Mettez les lignes de toutes les entrées ci-dessous sous forme de tableau Markdown à deux colonnes, « Numéro » et « Texte », avec une ligne numérotée par rangée et sans les lignes vides.

[DONNÉES DE TRAVAIL]
------------------------------------------------------------
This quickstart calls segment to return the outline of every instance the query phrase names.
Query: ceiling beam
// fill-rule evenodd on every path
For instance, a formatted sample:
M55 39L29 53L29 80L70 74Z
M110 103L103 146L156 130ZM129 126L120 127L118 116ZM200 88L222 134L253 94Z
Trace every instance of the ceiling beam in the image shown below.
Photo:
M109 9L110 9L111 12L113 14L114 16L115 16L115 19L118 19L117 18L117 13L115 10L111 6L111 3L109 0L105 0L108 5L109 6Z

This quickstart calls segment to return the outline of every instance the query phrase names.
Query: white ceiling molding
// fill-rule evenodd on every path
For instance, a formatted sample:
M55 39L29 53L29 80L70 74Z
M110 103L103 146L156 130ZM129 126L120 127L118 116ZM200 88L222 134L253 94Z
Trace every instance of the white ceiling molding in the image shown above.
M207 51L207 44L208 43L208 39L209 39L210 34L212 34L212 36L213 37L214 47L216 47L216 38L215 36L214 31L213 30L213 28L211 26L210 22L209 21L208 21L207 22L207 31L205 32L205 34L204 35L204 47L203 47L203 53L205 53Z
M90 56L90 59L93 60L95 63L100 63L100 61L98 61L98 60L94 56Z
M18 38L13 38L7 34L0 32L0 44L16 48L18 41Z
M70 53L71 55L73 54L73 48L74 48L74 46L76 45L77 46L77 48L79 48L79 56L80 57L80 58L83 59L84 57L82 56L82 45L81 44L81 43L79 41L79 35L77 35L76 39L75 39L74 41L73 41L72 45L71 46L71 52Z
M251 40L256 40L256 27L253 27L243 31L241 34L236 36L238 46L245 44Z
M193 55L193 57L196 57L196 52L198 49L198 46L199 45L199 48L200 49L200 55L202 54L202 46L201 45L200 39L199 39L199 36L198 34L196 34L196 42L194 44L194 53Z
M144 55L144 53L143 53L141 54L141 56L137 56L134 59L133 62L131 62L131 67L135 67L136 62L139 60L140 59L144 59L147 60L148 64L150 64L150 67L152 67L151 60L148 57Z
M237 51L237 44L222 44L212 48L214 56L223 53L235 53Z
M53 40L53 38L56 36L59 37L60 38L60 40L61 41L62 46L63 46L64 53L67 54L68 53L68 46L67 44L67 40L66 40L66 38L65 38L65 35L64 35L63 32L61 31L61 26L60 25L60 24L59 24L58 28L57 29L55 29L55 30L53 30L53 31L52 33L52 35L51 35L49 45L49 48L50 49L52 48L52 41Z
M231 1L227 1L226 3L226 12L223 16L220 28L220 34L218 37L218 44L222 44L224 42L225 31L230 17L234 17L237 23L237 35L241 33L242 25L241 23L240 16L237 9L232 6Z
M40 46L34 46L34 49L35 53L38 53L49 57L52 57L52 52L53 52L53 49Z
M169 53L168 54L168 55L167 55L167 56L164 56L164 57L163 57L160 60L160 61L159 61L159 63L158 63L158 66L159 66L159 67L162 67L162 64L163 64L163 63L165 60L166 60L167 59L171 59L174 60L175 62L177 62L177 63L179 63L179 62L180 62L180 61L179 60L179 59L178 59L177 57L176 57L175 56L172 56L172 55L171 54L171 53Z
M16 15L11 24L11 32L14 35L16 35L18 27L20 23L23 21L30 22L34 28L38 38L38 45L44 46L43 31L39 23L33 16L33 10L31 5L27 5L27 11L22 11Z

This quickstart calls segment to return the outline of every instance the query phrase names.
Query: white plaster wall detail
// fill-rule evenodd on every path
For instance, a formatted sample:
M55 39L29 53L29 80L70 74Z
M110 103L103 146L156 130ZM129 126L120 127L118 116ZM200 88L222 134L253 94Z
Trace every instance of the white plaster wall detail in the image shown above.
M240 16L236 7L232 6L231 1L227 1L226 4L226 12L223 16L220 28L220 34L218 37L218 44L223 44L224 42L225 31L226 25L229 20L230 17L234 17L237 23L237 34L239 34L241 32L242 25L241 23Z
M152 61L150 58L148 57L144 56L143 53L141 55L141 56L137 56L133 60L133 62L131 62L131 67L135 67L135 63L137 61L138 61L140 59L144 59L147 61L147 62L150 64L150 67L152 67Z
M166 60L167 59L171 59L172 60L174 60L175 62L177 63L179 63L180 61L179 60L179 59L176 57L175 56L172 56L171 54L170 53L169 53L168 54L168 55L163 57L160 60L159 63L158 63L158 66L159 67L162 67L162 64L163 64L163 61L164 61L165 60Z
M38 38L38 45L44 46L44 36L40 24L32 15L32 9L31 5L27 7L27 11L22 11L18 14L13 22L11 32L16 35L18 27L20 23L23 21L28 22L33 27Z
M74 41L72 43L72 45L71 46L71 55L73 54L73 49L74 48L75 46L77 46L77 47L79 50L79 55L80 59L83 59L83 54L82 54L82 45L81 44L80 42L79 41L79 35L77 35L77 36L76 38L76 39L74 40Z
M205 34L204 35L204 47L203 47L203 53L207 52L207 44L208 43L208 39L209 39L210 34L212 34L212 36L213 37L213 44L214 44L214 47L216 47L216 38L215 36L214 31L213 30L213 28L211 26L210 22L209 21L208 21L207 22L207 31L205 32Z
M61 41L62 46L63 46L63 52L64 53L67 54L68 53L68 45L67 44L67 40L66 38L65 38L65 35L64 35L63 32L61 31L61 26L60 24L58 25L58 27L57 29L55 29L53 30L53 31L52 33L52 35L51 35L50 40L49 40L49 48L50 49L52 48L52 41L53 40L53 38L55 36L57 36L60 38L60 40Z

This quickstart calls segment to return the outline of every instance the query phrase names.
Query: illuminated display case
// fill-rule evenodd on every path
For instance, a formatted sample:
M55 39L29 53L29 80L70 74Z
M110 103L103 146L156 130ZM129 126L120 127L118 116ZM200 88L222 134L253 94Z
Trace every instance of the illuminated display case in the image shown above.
------------------------------------------------------------
[RÉSULTAT ATTENDU]
| Numéro | Texte |
|---|---|
| 1 | This quickstart calls segment to return the outline of every instance the query phrase names. |
| 2 | Query: ceiling beam |
| 3 | // fill-rule evenodd on every path |
| 4 | For instance, a formatted sample: |
| 5 | M55 39L29 53L29 80L70 74Z |
| 6 | M110 103L103 146L156 130ZM129 126L120 127L118 116ZM200 88L222 134L253 94Z |
| 7 | Trace every instance of the ceiling beam in the image shown below. |
| 8 | Photo: |
| 9 | M109 9L110 9L111 12L113 14L114 16L115 16L115 19L118 19L117 18L117 13L115 10L111 6L111 3L109 0L105 0L108 5L109 6Z |
| 10 | This quickstart calls segment to return the outline of every instance the query phrase names. |
| 11 | Query: white ceiling molding |
| 12 | // fill-rule evenodd on every path |
| 13 | For instance, a formatted sample: |
| 14 | M55 39L29 53L29 80L70 74Z |
| 15 | M110 103L103 146L156 130ZM129 126L120 127L118 116ZM200 88L222 134L253 94Z |
| 16 | Trace every instance of the white ceiling molding in the image shown above. |
| 17 | M207 51L207 44L208 43L208 39L209 39L210 34L212 34L212 36L213 37L214 47L216 47L216 38L215 36L214 31L213 30L213 28L211 26L210 22L209 21L208 21L207 22L207 31L205 32L205 34L204 35L204 47L203 47L203 53L205 53Z |
| 18 | M90 56L90 59L93 60L95 63L100 63L100 61L98 61L98 60L94 56Z |
| 19 | M18 38L13 38L7 34L0 32L0 44L16 48L18 41Z |
| 20 | M70 53L71 55L73 54L73 48L74 48L74 46L76 45L77 46L77 48L79 48L79 56L80 57L80 58L83 59L84 57L82 56L82 45L81 44L81 43L79 41L79 35L77 35L76 39L75 39L74 41L73 41L72 45L71 46L71 52Z |
| 21 | M251 40L256 40L256 27L253 27L243 31L241 34L236 36L238 46L245 44Z |
| 22 | M193 55L193 57L196 57L196 52L198 49L198 46L199 45L199 48L200 49L200 55L202 54L202 46L201 45L200 39L199 39L199 36L198 34L196 34L196 42L194 44L194 53Z |
| 23 | M144 55L144 53L143 53L141 54L141 56L137 56L134 59L133 62L131 62L131 67L135 67L136 62L139 60L140 59L144 59L147 60L148 64L150 64L150 67L152 67L151 60L148 57Z |
| 24 | M237 51L237 44L222 44L212 48L214 56L223 53L235 53Z |
| 25 | M53 40L53 38L56 36L59 37L60 38L60 40L61 41L62 46L63 46L64 53L67 54L68 53L68 46L67 44L67 40L66 40L66 38L65 38L65 35L64 35L63 32L61 31L61 26L60 25L60 24L59 24L58 28L57 29L55 29L55 30L53 30L53 31L52 33L52 35L51 35L49 45L49 48L50 49L52 48L52 41Z |
| 26 | M231 1L227 1L226 3L226 12L223 16L220 28L220 34L218 37L218 44L222 44L224 42L225 31L230 17L234 17L237 23L237 35L241 33L242 25L241 23L240 16L237 9L232 6Z |
| 27 | M40 46L34 46L34 49L35 53L38 53L49 57L52 57L52 52L53 52L53 49Z |
| 28 | M169 53L168 54L168 55L167 55L167 56L164 56L164 57L163 57L160 60L160 61L159 61L159 63L158 63L158 66L159 66L159 67L162 67L162 64L163 64L163 63L165 60L166 60L167 59L171 59L174 60L175 62L177 62L177 63L179 63L179 62L180 62L180 61L179 60L179 59L178 59L177 57L176 57L175 56L172 56L172 55L171 54L171 53Z |
| 29 | M16 15L11 24L11 32L14 35L16 35L18 27L20 23L23 21L30 22L34 28L38 38L38 45L44 46L43 31L39 23L33 16L33 10L31 5L27 5L27 11L22 11Z |
| 30 | This quickstart calls segment to return the outline of every instance the query phrase names. |
| 31 | Query: white plaster wall detail |
| 32 | // fill-rule evenodd on every path |
| 33 | For instance, a formatted sample: |
| 34 | M55 39L29 53L29 80L70 74Z |
| 35 | M110 103L103 146L156 130ZM129 126L120 127L118 116ZM200 88L222 134L253 94Z |
| 36 | Trace every instance of the white plaster wall detail in the image shown above. |
| 37 | M240 16L236 7L232 6L231 1L227 1L226 4L226 12L223 16L220 28L220 34L218 37L218 44L223 44L224 42L225 31L226 25L229 20L230 17L234 17L237 23L237 34L239 34L241 32L242 25L241 23Z |
| 38 | M152 61L150 58L148 57L144 56L143 53L141 55L141 56L137 56L133 60L133 62L131 62L131 67L135 67L135 63L137 61L138 61L140 59L144 59L147 61L147 62L150 64L150 67L152 67Z |
| 39 | M166 60L167 59L171 59L172 60L174 60L175 62L177 63L179 63L180 61L179 60L179 59L176 57L175 56L172 56L171 54L170 53L169 53L168 54L168 55L163 57L160 60L159 63L158 63L158 66L159 67L162 67L162 64L163 64L163 61L164 61L165 60Z |
| 40 | M38 38L38 45L44 46L44 36L40 24L32 15L32 9L31 5L27 7L27 11L22 11L18 14L13 22L11 32L16 35L18 27L20 23L23 21L28 22L33 27Z |
| 41 | M74 41L72 43L72 45L71 46L71 55L73 54L73 49L74 48L75 46L77 46L77 47L79 50L79 55L80 59L83 59L83 54L82 54L82 45L81 44L80 42L79 41L79 35L77 35L77 36L76 38L76 39L74 40Z |
| 42 | M205 34L204 35L204 47L203 47L203 53L207 52L207 44L208 43L208 39L209 39L210 34L212 34L212 36L213 37L213 44L214 44L214 47L216 47L216 38L215 36L214 31L213 30L213 28L211 26L210 22L209 21L208 21L207 22L207 31L205 32Z |
| 43 | M61 41L62 46L63 46L63 52L64 53L67 54L68 53L68 45L67 44L67 40L66 38L65 38L65 35L64 35L63 32L61 31L61 26L60 24L58 25L58 27L57 29L55 29L53 30L53 31L52 33L52 35L51 35L50 40L49 40L49 48L50 49L52 48L52 41L53 40L53 38L55 36L57 36L60 38L60 40Z |
| 44 | This quickstart calls segment to return the outline of every instance the query phrase names. |
| 45 | Query: illuminated display case |
| 46 | // fill-rule evenodd on every path |
| 47 | For instance, a formatted sample: |
| 48 | M55 39L29 53L29 80L70 74Z |
| 49 | M110 103L103 146L156 130ZM129 126L120 127L118 116ZM200 88L222 134L253 94Z |
| 50 | Trace every instance of the illuminated display case in the image shown above. |